— BEGIN LISTING —
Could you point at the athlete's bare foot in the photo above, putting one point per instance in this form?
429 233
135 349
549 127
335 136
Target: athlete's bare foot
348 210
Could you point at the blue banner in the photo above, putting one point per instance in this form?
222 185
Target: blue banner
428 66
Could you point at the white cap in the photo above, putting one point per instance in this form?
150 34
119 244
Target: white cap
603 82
— END LISTING —
— BEGIN LISTING —
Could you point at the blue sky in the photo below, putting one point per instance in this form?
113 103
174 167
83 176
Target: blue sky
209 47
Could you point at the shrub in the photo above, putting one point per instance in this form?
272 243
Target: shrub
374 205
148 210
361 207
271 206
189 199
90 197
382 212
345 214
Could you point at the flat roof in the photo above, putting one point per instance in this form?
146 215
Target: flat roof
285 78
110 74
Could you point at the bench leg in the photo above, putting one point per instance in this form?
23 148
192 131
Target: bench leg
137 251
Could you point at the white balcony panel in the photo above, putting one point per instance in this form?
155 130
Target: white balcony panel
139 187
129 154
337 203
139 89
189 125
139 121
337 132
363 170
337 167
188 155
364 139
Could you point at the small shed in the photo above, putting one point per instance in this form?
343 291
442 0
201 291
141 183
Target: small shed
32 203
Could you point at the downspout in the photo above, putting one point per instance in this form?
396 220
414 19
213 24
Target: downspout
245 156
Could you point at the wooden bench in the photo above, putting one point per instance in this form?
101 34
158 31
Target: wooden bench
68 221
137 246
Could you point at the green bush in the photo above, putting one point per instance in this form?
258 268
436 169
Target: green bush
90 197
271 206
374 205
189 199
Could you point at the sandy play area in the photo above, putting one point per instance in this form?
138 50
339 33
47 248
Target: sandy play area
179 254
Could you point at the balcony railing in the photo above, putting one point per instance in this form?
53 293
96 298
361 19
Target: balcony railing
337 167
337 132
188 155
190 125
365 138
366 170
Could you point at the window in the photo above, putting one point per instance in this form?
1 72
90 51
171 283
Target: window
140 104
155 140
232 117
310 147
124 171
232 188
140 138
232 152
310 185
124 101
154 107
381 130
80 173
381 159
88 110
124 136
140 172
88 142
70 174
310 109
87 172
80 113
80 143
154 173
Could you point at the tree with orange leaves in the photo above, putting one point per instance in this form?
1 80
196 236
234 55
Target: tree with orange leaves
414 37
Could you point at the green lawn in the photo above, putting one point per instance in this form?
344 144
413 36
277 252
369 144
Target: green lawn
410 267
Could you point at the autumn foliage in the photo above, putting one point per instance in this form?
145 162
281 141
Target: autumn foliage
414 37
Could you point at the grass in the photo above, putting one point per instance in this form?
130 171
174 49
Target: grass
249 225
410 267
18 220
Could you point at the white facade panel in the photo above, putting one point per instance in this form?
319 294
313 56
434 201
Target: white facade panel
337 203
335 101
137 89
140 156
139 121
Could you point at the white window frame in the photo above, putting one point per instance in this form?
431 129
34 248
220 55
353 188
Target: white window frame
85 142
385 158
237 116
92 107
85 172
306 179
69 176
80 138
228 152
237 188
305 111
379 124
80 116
— END LISTING —
### [AIM]
Report how many of the lines above contain the string "frame", with case counting, and give only that number.

### [WORKED ANSWER]
2